任务说明 ->
列出材料中含有字符串“road”的每一行。

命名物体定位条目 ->
-----
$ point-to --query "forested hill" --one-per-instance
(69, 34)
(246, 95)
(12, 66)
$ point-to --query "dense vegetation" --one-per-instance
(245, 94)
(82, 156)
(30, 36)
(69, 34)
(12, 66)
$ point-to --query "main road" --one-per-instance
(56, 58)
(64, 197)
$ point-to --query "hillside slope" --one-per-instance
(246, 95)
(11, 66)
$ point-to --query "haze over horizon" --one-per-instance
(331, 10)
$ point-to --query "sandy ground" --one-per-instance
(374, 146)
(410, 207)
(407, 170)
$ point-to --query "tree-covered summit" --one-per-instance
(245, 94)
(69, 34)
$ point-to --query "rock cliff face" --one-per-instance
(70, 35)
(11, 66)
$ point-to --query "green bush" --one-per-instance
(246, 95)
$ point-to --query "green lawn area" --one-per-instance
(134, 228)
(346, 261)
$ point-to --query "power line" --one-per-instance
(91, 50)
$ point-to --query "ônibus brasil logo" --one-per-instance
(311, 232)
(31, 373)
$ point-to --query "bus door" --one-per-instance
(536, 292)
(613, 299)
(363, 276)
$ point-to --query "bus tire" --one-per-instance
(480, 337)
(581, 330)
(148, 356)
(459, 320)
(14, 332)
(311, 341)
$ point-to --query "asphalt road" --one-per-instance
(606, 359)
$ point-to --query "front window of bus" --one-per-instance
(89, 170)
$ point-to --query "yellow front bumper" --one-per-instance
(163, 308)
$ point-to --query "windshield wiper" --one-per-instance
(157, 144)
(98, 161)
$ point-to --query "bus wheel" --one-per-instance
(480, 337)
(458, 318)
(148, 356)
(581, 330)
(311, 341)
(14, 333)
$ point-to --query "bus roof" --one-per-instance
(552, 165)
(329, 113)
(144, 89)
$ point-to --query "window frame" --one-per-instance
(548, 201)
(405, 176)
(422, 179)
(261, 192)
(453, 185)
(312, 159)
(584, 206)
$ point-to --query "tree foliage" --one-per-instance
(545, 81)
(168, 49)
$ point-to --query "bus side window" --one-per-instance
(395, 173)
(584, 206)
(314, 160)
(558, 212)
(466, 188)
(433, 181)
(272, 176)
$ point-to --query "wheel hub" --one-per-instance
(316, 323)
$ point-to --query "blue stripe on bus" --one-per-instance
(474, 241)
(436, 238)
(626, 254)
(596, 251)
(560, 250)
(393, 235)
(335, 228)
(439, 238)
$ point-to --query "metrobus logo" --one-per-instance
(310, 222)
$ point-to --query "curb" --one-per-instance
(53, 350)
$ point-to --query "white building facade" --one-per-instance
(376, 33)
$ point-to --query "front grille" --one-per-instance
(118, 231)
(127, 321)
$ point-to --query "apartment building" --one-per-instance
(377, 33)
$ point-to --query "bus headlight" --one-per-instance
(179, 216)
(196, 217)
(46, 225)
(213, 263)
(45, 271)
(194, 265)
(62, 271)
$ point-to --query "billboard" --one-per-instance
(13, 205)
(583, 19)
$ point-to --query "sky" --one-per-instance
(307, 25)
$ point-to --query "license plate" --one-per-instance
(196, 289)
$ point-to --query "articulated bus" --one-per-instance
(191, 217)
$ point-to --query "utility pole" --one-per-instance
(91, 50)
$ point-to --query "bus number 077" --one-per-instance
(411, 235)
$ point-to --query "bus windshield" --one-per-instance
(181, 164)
-----
本题解答 ->
$ point-to --query "main road" --one-per-instance
$ point-to --query "asphalt road" --one-per-instance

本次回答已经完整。